_Requirement_: Convert every line of the records below into a Markdown table with two columns, Row and Line. Number each row in Row, put the line in Line, and leave out blank lines.

----- Supplied entries

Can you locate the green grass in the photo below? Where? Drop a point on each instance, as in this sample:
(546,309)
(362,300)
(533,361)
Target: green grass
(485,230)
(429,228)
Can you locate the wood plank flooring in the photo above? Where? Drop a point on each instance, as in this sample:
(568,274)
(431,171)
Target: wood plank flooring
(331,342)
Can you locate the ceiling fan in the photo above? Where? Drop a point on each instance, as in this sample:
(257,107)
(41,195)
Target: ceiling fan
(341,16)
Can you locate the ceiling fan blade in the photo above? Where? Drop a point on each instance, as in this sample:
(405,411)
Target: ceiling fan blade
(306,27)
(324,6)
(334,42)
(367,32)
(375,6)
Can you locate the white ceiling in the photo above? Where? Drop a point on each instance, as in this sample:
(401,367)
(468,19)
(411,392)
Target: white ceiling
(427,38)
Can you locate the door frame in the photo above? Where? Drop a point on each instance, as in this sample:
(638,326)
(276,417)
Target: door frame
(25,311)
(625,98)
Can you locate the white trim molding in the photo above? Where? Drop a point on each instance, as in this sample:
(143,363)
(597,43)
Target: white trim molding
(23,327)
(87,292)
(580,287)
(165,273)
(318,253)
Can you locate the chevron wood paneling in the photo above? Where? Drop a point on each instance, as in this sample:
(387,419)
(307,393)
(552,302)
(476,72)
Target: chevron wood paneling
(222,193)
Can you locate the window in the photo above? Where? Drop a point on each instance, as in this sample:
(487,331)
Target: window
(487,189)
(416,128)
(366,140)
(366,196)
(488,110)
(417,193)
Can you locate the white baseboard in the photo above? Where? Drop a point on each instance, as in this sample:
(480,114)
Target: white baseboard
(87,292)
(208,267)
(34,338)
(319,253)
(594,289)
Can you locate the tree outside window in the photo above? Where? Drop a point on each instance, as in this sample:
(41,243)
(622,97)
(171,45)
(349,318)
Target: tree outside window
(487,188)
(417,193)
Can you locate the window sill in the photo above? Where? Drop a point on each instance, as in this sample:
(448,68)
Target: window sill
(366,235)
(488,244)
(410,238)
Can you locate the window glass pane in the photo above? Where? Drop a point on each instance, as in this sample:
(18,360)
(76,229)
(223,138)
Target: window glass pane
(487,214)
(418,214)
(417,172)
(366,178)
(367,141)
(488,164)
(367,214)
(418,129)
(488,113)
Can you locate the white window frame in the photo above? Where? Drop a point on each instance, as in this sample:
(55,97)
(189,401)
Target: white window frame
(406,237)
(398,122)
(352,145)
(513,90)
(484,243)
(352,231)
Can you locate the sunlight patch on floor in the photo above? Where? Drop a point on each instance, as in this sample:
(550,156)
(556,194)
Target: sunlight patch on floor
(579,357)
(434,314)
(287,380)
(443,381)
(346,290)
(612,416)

----------

_Solution_:
| Row | Line |
|---|---|
| 1 | Can you locate the green grass in the photo below? Where? Drop a point on each instance, as in this sample: |
| 2 | (546,309) |
| 3 | (362,300) |
| 4 | (533,361) |
| 5 | Target: green grass |
| 6 | (485,230) |
| 7 | (429,228) |
| 8 | Can you locate the wood plank flooring in the photo above? Where? Drop a point on each instance, as in this sample: |
| 9 | (568,274) |
| 10 | (431,171) |
| 11 | Target: wood plank flooring |
| 12 | (331,342) |
| 13 | Can you locate the ceiling fan in the photo above? Where? Drop a point on each instance, as in this sample: |
| 14 | (257,107) |
| 15 | (41,195) |
| 16 | Target: ceiling fan |
| 17 | (341,16) |
| 18 | Can you locate the ceiling fan blade in the photo above? Where? Drop a point on each instance, as in this sample: |
| 19 | (405,411) |
| 20 | Target: ceiling fan blade |
| 21 | (306,27) |
| 22 | (324,6) |
| 23 | (334,42) |
| 24 | (367,32) |
| 25 | (375,6) |
| 26 | Can you locate the white ceiling in the photo above? Where? Drop a point on each instance, as in this sample: |
| 27 | (401,367) |
| 28 | (468,19) |
| 29 | (411,392) |
| 30 | Target: white ceiling |
| 31 | (427,38) |
| 32 | Can you locate the door frame in the photo above? Where? Drop a point on each instance, as in this sample: |
| 33 | (638,326) |
| 34 | (276,417) |
| 35 | Target: door frame |
| 36 | (25,311) |
| 37 | (625,98) |
| 38 | Can you locate the white trim molding in the photo above? Where? Drop a point on each instance, as in this sample: |
| 39 | (143,363) |
| 40 | (597,43) |
| 41 | Target: white trim molding |
| 42 | (23,327) |
| 43 | (87,292) |
| 44 | (580,287) |
| 45 | (165,273) |
| 46 | (318,253) |
| 47 | Can you locate the chevron wood paneling in the photo above? Where? Drop a point on each instance, as in this sample: |
| 48 | (387,419) |
| 49 | (307,393) |
| 50 | (552,302) |
| 51 | (476,72) |
| 52 | Target: chevron wood paneling |
| 53 | (222,193) |
| 54 | Can you locate the window in the photo above? Where? Drop a point on each instance, as in this sample: |
| 55 | (487,331) |
| 56 | Target: window |
| 57 | (487,189) |
| 58 | (416,128) |
| 59 | (366,140) |
| 60 | (366,196) |
| 61 | (488,110) |
| 62 | (417,193) |
| 63 | Can you locate the white baseboard in the photo above? Where? Drop a point on each instance, as in this sample: |
| 64 | (480,114) |
| 65 | Target: white baseboard |
| 66 | (87,292) |
| 67 | (208,267) |
| 68 | (34,338) |
| 69 | (319,253) |
| 70 | (594,289) |
| 71 | Can you locate the tree outside window in the photo above? Where? Drop a point on each instance, as in this sample: |
| 72 | (41,243) |
| 73 | (622,97) |
| 74 | (171,45) |
| 75 | (349,318) |
| 76 | Target: tree outside window |
| 77 | (487,188) |
| 78 | (417,193) |
| 79 | Can you locate the window sill in the photo above? Where? Drop a point on each instance, as in this sample: |
| 80 | (448,68) |
| 81 | Target: window sill |
| 82 | (366,235) |
| 83 | (488,244) |
| 84 | (410,238) |
| 85 | Can you locate the window glass pane in the photo above? Where? Drop a point on each instance, as in this sample: |
| 86 | (18,360) |
| 87 | (76,229) |
| 88 | (223,138) |
| 89 | Target: window glass pane |
| 90 | (487,214) |
| 91 | (418,214) |
| 92 | (417,172) |
| 93 | (366,178) |
| 94 | (367,141) |
| 95 | (488,164) |
| 96 | (367,214) |
| 97 | (418,129) |
| 98 | (488,113) |
| 99 | Can you locate the white window frame in the photo above? Where? Drop a point on each instance, as in this sample: |
| 100 | (55,97) |
| 101 | (189,401) |
| 102 | Target: white window frame |
| 103 | (406,237) |
| 104 | (398,122) |
| 105 | (352,145) |
| 106 | (513,90) |
| 107 | (484,243) |
| 108 | (352,231) |
| 109 | Can you locate the sunlight patch on floor in the photo above? Where? Drop a point on each instance, as in this sample: |
| 110 | (550,156) |
| 111 | (556,194) |
| 112 | Target: sunlight patch on floor |
| 113 | (579,357) |
| 114 | (434,314) |
| 115 | (287,380) |
| 116 | (443,381) |
| 117 | (346,290) |
| 118 | (612,416) |